EXERCISE DETAILS -> Repeat word for word every line from the one holding "point_to finds the light" to the end of the material below.

DATASET ENTRIES ->
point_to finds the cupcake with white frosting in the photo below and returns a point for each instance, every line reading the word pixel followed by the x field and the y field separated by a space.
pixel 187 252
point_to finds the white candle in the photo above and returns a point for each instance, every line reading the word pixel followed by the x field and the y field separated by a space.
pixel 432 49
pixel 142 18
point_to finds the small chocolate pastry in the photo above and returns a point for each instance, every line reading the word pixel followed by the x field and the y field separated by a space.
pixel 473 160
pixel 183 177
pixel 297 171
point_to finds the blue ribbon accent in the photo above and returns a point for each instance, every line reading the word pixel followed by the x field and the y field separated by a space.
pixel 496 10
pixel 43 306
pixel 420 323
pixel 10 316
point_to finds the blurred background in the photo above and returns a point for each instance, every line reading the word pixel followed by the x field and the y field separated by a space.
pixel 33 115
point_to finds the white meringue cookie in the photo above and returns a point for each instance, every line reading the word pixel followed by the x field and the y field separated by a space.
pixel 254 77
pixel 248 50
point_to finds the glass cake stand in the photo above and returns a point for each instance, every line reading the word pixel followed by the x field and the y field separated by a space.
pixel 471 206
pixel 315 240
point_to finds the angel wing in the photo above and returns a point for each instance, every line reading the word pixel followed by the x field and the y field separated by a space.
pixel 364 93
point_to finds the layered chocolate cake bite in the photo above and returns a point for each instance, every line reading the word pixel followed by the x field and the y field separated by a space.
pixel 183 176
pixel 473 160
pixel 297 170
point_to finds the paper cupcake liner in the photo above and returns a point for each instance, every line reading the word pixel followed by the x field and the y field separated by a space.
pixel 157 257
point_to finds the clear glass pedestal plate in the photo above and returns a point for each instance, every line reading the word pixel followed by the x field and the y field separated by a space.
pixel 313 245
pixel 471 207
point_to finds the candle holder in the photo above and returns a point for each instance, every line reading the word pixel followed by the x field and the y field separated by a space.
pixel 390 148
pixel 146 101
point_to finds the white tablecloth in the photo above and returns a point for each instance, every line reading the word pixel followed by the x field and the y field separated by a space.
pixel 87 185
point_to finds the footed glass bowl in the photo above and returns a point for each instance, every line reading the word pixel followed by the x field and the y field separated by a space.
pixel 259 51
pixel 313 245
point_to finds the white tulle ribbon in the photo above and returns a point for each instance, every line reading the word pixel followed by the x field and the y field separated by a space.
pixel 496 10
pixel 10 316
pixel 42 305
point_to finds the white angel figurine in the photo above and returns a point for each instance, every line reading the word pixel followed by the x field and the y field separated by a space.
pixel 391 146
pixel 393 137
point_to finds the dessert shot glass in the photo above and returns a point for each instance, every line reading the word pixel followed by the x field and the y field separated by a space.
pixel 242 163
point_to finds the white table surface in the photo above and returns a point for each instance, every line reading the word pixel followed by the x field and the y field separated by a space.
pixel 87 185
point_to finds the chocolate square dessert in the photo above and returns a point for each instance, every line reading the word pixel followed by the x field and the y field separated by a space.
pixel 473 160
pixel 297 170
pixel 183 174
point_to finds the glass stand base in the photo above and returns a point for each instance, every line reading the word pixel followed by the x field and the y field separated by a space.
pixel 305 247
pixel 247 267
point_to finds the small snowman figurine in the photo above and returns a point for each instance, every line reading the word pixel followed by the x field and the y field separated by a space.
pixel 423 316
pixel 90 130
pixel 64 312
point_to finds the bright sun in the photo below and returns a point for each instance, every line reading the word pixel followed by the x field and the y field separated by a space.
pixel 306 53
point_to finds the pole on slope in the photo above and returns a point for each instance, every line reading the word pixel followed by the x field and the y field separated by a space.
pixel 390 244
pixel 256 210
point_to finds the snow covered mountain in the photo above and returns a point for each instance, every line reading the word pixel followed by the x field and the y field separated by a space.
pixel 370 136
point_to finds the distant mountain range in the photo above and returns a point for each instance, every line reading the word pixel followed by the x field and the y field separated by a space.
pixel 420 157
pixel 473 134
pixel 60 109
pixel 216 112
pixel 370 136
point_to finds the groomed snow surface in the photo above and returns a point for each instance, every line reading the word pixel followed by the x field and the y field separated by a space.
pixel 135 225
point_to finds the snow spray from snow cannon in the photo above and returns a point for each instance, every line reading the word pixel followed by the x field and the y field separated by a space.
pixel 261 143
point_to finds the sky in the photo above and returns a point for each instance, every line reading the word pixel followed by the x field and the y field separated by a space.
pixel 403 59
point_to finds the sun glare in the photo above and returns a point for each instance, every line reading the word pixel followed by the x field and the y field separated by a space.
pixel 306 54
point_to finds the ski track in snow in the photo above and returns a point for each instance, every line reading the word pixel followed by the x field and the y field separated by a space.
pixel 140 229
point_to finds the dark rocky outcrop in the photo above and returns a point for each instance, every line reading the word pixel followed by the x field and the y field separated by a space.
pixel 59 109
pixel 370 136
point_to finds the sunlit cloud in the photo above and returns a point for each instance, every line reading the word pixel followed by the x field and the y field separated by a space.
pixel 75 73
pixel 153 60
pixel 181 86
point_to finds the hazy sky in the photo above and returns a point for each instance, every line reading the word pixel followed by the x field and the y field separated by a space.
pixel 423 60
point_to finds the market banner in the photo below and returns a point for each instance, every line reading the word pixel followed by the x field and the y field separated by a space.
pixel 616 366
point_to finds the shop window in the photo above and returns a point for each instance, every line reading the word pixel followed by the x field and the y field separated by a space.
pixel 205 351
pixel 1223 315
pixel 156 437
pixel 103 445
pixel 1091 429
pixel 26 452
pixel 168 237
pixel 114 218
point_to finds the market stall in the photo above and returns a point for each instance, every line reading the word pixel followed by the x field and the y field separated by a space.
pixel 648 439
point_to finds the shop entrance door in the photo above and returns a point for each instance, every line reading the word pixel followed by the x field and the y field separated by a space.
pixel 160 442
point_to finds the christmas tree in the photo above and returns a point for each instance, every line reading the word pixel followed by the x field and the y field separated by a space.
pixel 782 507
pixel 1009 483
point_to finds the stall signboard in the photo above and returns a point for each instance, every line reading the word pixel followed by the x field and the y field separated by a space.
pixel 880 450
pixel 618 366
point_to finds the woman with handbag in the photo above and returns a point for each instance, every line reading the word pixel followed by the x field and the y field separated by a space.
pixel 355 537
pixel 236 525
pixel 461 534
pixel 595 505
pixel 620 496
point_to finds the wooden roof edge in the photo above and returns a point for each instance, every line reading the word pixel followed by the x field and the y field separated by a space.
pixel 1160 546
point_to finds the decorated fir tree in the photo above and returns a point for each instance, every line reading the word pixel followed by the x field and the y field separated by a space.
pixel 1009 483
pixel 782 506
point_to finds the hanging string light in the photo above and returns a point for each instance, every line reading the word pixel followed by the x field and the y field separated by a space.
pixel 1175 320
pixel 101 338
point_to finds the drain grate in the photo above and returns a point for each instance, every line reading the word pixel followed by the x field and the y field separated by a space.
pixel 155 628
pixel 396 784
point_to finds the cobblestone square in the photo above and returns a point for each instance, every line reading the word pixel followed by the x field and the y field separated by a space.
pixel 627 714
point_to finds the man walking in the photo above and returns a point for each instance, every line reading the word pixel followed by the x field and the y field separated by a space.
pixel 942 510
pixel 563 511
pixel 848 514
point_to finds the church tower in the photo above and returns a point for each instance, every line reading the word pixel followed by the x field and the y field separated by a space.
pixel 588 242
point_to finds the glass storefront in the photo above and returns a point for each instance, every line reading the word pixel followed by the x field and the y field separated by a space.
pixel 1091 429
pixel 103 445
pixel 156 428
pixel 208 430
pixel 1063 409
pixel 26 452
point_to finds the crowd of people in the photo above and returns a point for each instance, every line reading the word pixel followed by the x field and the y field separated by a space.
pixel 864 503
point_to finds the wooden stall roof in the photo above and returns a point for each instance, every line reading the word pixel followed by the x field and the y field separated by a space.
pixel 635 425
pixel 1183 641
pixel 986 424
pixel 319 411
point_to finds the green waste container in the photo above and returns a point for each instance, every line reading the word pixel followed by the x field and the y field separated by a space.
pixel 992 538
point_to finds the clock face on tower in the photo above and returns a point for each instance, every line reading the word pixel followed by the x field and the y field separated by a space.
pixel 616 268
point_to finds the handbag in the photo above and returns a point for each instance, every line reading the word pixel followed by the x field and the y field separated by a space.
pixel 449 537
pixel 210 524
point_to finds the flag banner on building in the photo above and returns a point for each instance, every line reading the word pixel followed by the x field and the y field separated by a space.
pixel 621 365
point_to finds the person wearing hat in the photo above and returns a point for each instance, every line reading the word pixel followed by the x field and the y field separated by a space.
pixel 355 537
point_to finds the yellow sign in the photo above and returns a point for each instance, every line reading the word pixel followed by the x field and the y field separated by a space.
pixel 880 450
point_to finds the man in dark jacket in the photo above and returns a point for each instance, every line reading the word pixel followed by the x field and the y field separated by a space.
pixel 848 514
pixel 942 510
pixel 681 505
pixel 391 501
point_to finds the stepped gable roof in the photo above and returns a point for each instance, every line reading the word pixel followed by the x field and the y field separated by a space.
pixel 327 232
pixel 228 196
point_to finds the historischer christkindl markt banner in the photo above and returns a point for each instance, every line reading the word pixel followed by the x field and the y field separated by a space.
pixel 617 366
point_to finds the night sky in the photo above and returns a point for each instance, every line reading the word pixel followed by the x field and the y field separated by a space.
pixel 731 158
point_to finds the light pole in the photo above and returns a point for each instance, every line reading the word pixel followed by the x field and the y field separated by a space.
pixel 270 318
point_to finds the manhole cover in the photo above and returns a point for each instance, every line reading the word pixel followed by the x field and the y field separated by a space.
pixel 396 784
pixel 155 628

EXERCISE OUTPUT ->
point_to finds the light pole in the photo above and returns a point for each instance, every line reading the word pixel followed by the x field and the y field separated by a space.
pixel 270 318
point_to finds the manhole cover in the photo above and returns a point for each instance, every line reading the word pixel followed by the x field and the y field separated by a space.
pixel 396 784
pixel 155 628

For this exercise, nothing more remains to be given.